Stated exercise: From the line with "Target: baseball player" through the final line, please write out the listing exactly, including both of those lines.

Extracted entries:
------------------------------
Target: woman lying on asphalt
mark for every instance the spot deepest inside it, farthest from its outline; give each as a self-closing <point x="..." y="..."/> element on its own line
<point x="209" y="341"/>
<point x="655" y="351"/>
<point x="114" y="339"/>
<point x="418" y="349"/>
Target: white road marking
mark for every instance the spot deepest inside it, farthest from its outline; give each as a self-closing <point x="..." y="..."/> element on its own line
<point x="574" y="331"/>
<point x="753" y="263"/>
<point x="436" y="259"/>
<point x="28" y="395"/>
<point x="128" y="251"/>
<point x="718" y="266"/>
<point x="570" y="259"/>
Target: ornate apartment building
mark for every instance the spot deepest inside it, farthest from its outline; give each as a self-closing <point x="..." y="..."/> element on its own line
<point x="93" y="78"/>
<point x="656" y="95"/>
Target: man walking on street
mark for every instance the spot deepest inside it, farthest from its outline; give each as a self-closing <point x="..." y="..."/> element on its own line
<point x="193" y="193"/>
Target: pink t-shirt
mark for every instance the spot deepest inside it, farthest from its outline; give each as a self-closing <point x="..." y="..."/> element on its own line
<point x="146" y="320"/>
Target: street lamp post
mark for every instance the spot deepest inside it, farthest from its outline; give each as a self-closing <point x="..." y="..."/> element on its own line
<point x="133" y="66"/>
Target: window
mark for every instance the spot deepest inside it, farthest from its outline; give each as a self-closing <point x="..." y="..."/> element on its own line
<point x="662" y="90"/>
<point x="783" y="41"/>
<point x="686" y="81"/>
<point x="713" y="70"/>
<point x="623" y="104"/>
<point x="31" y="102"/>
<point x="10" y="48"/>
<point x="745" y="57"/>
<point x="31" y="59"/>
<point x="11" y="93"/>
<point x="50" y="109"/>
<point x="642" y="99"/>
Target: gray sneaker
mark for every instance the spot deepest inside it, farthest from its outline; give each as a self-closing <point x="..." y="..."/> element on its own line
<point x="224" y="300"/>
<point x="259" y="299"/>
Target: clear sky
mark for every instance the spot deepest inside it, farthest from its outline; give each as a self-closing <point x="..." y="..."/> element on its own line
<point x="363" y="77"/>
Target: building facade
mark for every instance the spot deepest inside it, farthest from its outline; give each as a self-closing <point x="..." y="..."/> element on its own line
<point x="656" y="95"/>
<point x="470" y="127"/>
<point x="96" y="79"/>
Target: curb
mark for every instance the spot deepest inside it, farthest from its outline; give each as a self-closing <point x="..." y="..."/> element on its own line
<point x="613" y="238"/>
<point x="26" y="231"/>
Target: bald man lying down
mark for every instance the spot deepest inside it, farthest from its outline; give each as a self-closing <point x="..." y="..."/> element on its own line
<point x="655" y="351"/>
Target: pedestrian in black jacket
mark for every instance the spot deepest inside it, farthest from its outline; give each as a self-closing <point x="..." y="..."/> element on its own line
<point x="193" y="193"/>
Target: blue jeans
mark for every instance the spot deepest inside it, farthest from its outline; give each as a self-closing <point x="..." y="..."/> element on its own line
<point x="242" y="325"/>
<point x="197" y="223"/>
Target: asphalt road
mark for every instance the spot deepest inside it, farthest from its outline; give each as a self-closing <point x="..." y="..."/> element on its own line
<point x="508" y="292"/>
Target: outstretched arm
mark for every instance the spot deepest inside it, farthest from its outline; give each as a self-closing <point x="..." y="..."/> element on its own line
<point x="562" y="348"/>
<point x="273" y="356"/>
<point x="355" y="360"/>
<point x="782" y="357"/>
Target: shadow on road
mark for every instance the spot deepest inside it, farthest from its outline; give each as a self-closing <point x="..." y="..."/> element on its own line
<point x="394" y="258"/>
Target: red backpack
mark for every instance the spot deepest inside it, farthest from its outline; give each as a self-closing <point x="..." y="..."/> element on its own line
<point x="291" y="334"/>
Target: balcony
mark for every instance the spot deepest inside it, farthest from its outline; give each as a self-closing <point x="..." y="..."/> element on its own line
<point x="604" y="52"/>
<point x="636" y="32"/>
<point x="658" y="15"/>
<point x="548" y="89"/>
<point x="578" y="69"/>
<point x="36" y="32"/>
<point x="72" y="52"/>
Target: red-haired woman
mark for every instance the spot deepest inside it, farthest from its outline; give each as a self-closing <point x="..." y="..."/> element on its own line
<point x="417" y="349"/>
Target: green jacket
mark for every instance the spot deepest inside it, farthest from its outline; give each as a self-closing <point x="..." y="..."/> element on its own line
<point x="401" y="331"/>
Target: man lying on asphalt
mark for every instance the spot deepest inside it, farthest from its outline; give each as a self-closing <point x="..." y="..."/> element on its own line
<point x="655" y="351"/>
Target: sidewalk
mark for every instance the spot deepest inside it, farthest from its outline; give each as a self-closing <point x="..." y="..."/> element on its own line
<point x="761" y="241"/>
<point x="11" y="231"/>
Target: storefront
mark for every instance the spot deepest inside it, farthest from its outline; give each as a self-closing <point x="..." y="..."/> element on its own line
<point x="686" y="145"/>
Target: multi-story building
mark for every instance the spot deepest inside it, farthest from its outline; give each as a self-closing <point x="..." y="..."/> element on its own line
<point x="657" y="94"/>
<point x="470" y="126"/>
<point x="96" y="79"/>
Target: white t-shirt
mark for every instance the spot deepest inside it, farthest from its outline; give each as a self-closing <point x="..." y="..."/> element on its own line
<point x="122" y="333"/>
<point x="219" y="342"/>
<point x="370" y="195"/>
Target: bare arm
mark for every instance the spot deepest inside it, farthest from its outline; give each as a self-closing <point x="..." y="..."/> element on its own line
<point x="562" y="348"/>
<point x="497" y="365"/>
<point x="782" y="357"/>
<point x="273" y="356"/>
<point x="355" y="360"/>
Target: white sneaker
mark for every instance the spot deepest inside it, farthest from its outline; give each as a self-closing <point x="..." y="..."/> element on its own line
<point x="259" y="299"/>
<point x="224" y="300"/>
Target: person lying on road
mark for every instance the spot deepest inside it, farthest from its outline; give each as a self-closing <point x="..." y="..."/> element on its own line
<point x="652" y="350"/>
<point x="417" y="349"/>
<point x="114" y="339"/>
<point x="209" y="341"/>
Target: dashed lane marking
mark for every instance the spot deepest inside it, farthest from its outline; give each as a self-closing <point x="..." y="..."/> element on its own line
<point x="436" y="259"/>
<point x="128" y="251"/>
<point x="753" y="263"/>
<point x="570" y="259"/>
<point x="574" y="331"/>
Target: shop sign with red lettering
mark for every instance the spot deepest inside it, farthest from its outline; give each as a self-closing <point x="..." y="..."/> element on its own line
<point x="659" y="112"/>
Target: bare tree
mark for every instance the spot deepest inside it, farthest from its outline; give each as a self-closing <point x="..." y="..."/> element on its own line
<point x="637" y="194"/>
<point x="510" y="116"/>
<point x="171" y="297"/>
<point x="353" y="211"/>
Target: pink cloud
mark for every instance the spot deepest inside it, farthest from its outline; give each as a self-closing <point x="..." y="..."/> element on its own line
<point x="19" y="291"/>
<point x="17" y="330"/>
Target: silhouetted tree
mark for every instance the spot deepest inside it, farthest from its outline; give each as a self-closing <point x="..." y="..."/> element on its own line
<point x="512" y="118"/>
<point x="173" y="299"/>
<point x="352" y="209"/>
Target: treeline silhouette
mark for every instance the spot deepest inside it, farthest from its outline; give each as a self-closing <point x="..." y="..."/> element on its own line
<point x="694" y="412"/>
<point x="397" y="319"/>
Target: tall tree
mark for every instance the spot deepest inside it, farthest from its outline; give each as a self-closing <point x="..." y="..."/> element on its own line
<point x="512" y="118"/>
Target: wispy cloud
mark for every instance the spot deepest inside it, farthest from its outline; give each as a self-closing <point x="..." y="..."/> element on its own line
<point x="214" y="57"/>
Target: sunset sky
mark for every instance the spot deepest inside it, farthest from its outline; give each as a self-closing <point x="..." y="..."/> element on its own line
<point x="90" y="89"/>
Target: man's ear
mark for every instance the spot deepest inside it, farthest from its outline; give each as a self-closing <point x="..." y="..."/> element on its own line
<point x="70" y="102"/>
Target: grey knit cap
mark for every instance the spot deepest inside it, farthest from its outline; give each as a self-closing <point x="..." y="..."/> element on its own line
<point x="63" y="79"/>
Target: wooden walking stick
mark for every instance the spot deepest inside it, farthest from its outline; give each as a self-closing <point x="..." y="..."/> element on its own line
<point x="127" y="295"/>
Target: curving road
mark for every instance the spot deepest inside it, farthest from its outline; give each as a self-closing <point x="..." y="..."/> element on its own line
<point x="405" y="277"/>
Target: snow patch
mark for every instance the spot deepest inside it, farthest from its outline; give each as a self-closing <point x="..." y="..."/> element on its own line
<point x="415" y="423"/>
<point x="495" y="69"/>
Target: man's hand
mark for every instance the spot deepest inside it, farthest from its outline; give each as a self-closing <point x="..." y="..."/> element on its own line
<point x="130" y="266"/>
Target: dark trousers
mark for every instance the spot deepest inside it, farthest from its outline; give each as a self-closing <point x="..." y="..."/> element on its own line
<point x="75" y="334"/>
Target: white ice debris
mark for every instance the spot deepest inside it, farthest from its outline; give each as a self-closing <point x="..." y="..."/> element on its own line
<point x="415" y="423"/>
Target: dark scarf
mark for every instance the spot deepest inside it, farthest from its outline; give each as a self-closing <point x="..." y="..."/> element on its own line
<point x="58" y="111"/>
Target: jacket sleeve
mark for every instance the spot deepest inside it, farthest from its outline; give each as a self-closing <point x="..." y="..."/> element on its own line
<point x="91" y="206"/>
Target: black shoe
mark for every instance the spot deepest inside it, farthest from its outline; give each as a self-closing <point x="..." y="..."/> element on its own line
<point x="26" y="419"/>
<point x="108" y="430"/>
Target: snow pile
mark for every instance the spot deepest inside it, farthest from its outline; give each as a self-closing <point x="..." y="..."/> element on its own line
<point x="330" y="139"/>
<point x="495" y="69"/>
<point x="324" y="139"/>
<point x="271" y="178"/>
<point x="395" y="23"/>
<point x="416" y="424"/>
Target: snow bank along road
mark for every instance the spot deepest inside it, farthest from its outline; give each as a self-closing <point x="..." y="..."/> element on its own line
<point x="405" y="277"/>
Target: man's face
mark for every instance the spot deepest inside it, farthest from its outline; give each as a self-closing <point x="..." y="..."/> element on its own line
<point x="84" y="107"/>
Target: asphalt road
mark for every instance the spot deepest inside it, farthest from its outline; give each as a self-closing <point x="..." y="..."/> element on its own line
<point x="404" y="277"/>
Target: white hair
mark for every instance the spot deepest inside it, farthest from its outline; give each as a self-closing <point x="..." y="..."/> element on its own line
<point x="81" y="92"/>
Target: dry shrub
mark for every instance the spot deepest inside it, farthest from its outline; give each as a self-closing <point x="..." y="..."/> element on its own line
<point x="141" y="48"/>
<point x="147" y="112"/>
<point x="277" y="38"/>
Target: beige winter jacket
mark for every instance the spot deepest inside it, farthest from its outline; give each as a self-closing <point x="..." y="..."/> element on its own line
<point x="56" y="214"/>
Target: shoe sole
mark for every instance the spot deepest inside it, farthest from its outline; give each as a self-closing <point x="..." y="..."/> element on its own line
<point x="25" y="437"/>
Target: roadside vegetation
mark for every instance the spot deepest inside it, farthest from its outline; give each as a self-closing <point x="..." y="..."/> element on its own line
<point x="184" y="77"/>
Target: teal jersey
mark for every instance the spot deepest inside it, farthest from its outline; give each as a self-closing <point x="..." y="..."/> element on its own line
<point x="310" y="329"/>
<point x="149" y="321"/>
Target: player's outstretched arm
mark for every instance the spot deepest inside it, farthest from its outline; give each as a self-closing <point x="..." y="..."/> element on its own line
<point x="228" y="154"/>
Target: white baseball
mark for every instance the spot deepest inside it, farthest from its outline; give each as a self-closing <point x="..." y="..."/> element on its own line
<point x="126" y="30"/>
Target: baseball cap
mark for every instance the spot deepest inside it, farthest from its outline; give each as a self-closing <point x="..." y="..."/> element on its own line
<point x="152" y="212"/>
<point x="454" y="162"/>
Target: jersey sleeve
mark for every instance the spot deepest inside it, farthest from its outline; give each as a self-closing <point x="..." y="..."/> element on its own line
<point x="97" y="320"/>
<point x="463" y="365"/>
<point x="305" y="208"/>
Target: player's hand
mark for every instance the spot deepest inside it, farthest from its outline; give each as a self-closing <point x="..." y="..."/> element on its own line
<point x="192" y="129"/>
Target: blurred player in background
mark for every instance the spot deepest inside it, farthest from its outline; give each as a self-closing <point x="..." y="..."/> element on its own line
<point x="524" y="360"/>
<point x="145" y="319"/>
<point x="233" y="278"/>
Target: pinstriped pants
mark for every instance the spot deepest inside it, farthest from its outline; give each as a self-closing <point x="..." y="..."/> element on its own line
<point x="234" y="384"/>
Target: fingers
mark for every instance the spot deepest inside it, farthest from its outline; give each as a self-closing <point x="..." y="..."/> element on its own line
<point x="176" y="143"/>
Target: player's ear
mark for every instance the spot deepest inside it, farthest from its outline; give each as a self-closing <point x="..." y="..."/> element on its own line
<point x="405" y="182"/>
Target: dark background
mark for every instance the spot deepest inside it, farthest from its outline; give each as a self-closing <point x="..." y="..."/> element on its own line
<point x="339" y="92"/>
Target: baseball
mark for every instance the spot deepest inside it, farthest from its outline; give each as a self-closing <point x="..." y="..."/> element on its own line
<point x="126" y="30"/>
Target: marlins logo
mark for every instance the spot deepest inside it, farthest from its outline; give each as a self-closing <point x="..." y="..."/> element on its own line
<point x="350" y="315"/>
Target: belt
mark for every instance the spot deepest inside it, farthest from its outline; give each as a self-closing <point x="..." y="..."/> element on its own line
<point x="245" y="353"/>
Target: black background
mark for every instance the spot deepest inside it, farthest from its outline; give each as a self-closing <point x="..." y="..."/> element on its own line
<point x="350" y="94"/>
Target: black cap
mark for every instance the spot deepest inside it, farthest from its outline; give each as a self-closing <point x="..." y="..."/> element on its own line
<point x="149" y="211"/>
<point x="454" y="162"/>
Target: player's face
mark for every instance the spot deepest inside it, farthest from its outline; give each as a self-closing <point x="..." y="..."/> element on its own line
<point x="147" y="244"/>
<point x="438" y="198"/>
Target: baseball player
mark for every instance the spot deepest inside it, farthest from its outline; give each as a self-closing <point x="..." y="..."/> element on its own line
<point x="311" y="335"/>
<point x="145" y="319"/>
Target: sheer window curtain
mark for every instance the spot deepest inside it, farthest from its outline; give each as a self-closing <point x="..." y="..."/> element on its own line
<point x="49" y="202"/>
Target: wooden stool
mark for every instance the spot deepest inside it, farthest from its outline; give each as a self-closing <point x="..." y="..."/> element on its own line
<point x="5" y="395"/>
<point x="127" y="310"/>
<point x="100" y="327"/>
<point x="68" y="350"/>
------------------------------
Answer to the task:
Target: baseball player
mark for every instance the spot deepest inside it, farthest from its outline; give each as a self-closing <point x="..." y="..."/> element on its own line
<point x="311" y="335"/>
<point x="145" y="319"/>
Target: sheer window curtain
mark for every instance the spot deepest inside it, farthest from its outline; give each as a self-closing <point x="..." y="..."/> element on its own line
<point x="49" y="202"/>
Target: wooden stool
mark for every instance the spot deepest inside it, farthest from its outline; give each as a self-closing <point x="..." y="..."/> element on its own line
<point x="5" y="395"/>
<point x="127" y="310"/>
<point x="100" y="327"/>
<point x="68" y="350"/>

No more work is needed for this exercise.